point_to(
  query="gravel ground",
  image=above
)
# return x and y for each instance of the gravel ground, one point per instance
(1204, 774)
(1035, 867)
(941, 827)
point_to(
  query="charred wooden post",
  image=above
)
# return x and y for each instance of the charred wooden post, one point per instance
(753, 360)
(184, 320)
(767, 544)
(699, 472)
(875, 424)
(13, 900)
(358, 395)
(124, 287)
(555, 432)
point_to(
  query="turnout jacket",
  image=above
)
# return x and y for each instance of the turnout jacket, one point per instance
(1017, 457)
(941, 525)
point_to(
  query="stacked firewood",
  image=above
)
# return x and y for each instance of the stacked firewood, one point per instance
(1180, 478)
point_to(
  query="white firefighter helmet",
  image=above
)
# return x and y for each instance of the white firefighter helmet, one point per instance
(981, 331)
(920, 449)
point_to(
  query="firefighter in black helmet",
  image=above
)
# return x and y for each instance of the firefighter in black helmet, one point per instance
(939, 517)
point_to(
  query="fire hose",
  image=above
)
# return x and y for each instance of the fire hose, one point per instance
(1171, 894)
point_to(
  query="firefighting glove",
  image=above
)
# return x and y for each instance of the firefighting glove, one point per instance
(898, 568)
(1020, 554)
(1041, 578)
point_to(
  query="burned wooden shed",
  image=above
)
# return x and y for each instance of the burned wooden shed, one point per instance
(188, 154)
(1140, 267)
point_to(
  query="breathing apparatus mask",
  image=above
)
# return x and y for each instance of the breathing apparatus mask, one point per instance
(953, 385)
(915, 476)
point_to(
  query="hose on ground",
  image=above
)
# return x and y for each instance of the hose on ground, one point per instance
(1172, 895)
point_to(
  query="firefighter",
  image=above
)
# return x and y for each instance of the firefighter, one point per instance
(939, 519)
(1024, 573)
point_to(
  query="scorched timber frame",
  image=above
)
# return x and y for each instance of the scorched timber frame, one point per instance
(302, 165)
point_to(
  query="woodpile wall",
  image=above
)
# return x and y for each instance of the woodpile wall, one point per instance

○ ○ ○ ○ ○ ○ ○

**Problem statement**
Copy out, unchanged, the lines of the entries above from the very first line through the line containing "(1180, 478)", including both ends.

**Task solution**
point_to(
  query="gravel ground",
  image=above
)
# return x and y for each instance of the gravel ground, one point per instance
(1204, 774)
(1035, 867)
(941, 827)
point_to(
  query="charred wooden post",
  image=above
)
# return x and y for each instance of the charred wooden post, one point per instance
(753, 360)
(184, 320)
(767, 544)
(699, 472)
(875, 424)
(13, 900)
(358, 395)
(124, 287)
(555, 432)
point_to(
  query="turnout jacket",
  image=above
)
# return x and y for each instance of the turnout jacket, one point per instance
(1017, 457)
(941, 525)
point_to(
  query="stacked firewood",
  image=above
)
# return x and y for each instance of the stacked firewood, one point per instance
(1180, 478)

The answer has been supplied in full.